*BLOCCO DI TESTO*:
<<<<

Partecipanti: Marinella, Sonja, Luisella, Pierpaolo, Alessandro, Gabriella (la proponente).
Il libro è piaciuto a tutti. Un unico sì con riserva da parte di Sonja.
Gabriella: Ho scelto questo libro perché m’incuriosiva la storia del Giobbe biblico – di cui non conosco né ho mai letto nulla , tranne che fosse stato perseguitato da ogni sorta di calamità - ed ho immaginato che il libro di Roth ripercorresse una narrazione similare, pur ambientata in altro luogo e tempo. Il libro è scorrevole e le vicissitudini di Isac Singer e della sua famiglia, fanno pensare a ciò che spesso la vita ci mette davanti. Chi più chi meno, tutti veniamo feriti dai colpi bassi del destino. Basti pensare a ciò a cui stiamo assistendo in questo periodo e ai milioni di persone che fuggono dai bombardamenti e non hanno più nulla, se non le poche cose che sono riuscite a portarsi dietro. La fede profonda di Isac, viene messa a dura prova e, ad un certo punto, persino rinnegata dal protagonista. Resta accesa nel suo cuore, soltanto una piccola fiammella di speranza, di poter ritrovare un giorno il suo amato figlio Menuchim. Cosa che accadrà, dopo tante traversie e sofferenza. Il lieto fine è quasi un incoraggiamento e uno sprone a non lasciarsi mai spezzare dai fatti della vita, ma a mantenere quella duttilità interiore che ci permette di superarli.
Alessandro: Sono sempre stato molto attratto dal racconto – che definisco molto strano - del Giobbe biblico, in cui Dio e il Diavolo fanno una scommessa sulla pelle del pover ’uomo. E questo è stato uno dei motivi per cui ho scelto di leggere il libro di Roth. Vi ho ritrovato la tematica della sofferenza che permea l’intero racconto. Mi ha coinvolto moltissimo l’atmosfera in cui si dipana la trama del romanzo e mi ha ricordato i classici. Mi ha dato calore. Non ho apprezzato il finale, ma ci stava. Non avrebbe potuto essere diverso. E’ stata una lettura piacevole.
Marinella: Un libro che non poteva non piacermi. Amo i libri di tutti i vari Roth (Joseph, Philip, Henry), mi interessa il libro biblico di Giobbe, amo le storie della vita negli shtetl e la cultura ebraica che fa parte di me e che io ho mitizzato. Il libro di Joseph Roth contiene tutto questo.
Luisella: Ringrazio Gabriella per la proposta. Non conoscevo questo romanzo di Joseph Roth. L’ho trovato bellissimo e coinvolgente, e mi ha anche molto sorpresa. Infatti all’inizio mi sembrava una vicenda fuori dal tempo. Forse indotta dal titolo, ho iniziato a leggere come avrei letto un brano della Bibbia, vi cercavo metafore e spunti di riflessione, personaggi paradigmatici, come scolpiti nel legno di un ruolo e di un destino: l’uomo pio, la madre addolorata, ecc… Anche in certe scene, sentivo una certa “fissità” dei personaggi, una caratterizzazione forte, una gestualità da tragedia greca.

>>>>

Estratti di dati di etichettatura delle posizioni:
<<<<

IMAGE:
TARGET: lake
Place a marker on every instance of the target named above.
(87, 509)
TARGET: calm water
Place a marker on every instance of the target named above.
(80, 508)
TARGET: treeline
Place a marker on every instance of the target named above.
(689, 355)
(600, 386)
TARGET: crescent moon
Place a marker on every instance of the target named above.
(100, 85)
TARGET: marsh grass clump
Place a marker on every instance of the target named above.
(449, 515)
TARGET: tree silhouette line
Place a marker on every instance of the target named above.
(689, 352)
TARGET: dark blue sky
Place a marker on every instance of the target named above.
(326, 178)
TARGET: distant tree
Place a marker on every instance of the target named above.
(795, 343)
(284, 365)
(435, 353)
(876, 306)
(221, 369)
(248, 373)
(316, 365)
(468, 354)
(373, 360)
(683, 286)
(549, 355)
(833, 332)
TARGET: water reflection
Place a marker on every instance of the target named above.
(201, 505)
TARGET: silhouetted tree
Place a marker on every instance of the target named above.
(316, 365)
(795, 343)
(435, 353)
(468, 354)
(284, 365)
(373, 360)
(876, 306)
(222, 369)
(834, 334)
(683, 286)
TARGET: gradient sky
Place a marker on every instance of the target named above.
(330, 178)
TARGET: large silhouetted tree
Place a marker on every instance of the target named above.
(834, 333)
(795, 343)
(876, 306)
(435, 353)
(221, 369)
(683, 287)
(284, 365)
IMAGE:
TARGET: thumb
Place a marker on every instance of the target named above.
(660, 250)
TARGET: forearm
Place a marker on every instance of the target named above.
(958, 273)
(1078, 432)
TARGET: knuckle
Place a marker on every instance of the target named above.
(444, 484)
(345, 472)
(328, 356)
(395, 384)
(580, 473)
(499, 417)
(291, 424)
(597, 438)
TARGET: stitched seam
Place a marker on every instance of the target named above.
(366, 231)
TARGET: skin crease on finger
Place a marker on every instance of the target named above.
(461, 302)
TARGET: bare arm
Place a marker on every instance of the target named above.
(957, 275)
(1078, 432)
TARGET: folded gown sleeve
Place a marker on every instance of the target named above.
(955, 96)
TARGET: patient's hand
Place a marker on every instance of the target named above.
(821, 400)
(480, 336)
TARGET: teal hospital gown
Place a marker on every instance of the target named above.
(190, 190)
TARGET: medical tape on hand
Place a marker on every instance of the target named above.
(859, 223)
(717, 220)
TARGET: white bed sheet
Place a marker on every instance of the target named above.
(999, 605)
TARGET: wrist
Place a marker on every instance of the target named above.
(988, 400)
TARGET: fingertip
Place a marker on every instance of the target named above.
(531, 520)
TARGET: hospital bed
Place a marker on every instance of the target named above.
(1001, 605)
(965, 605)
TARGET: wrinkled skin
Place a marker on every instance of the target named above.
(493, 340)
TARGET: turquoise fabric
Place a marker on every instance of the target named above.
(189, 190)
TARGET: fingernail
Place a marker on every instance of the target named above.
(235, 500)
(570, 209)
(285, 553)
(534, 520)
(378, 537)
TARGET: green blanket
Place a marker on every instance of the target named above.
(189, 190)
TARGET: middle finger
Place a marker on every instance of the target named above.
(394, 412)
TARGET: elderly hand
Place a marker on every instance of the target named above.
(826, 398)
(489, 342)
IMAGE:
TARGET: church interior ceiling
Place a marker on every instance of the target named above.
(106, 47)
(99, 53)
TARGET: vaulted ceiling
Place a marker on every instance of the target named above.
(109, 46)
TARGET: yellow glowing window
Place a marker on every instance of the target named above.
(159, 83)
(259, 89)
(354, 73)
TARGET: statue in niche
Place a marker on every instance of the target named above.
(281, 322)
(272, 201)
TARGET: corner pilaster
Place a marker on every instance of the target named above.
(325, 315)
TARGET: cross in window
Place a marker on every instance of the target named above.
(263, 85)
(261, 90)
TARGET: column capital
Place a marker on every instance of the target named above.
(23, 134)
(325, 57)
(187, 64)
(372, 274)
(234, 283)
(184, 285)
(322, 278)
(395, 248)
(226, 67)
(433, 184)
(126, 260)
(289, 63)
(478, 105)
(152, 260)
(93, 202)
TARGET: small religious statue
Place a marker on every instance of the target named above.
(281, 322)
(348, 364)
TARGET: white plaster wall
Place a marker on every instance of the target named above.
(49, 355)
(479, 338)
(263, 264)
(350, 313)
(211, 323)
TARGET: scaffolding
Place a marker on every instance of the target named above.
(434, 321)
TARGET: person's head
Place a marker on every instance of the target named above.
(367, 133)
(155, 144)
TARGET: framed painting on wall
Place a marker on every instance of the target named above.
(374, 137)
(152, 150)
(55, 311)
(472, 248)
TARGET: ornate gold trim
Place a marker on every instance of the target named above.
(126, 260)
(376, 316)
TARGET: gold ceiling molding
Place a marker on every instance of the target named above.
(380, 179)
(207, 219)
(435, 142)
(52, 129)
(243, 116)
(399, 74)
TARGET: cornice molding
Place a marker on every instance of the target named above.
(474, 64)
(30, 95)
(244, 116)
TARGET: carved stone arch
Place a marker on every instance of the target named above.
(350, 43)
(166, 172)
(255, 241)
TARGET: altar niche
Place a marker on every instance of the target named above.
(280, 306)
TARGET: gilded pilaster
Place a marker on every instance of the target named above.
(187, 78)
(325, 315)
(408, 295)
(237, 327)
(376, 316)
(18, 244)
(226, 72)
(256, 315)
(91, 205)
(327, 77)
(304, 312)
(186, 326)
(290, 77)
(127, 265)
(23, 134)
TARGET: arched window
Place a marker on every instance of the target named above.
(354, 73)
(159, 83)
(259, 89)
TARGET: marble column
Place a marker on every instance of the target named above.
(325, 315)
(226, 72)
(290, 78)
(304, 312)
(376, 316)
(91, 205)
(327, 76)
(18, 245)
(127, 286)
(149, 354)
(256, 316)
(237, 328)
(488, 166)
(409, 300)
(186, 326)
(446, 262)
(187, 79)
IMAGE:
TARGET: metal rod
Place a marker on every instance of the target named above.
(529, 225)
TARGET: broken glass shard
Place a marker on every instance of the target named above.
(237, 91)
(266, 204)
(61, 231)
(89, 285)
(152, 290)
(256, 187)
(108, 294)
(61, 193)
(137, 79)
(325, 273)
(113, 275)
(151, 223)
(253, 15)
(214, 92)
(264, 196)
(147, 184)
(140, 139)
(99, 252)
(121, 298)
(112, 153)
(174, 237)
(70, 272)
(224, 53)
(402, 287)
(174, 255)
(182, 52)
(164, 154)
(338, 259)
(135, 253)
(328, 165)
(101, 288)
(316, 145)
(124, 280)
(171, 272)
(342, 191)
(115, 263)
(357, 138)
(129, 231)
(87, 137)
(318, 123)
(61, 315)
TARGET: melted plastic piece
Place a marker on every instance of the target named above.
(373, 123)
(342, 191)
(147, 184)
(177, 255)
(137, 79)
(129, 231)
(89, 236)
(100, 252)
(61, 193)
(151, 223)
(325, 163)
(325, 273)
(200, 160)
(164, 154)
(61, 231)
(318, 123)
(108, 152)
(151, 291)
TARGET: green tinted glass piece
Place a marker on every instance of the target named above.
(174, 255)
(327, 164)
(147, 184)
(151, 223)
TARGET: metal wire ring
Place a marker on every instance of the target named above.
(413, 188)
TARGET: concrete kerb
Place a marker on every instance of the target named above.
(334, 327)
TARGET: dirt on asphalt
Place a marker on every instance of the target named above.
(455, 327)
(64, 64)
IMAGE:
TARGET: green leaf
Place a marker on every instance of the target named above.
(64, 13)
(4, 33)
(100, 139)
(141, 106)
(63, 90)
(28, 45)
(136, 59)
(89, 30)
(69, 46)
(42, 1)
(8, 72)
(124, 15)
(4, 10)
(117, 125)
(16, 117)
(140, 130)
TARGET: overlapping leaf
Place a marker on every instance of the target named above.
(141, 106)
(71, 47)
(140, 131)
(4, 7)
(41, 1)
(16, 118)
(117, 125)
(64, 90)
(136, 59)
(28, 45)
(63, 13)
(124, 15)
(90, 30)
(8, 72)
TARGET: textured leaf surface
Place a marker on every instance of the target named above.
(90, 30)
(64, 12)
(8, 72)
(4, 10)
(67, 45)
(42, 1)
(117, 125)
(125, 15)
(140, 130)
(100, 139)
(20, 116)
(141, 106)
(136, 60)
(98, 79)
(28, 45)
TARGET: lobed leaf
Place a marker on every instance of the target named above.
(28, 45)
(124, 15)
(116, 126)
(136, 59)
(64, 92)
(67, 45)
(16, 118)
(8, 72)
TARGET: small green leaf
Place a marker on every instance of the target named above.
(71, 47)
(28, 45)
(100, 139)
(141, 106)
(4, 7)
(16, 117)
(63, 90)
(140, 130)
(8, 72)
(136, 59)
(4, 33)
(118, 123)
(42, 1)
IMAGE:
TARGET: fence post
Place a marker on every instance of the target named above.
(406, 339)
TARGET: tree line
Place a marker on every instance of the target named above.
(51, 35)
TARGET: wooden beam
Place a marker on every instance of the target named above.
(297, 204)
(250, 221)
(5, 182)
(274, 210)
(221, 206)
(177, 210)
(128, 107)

>>>>

*CONSEGNA*: Puoi estrarre dal resoconto della discussione su Giobbe, senza cambiare nulla, il passo che comincia con "Alessandro: Sono sempre" e prosegue fino a "contiene tutto questo."?

*RISPOSTA ALLA CONSEGNA*:
Alessandro: Sono sempre stato molto attratto dal racconto – che definisco molto strano - del Giobbe biblico, in cui Dio e il Diavolo fanno una scommessa sulla pelle del pover ’uomo. E questo è stato uno dei motivi per cui ho scelto di leggere il libro di Roth. Vi ho ritrovato la tematica della sofferenza che permea l’intero racconto. Mi ha coinvolto moltissimo l’atmosfera in cui si dipana la trama del romanzo e mi ha ricordato i classici. Mi ha dato calore. Non ho apprezzato il finale, ma ci stava. Non avrebbe potuto essere diverso. E’ stata una lettura piacevole.
Marinella: Un libro che non poteva non piacermi. Amo i libri di tutti i vari Roth (Joseph, Philip, Henry), mi interessa il libro biblico di Giobbe, amo le storie della vita negli shtetl e la cultura ebraica che fa parte di me e che io ho mitizzato. Il libro di Joseph Roth contiene tutto questo.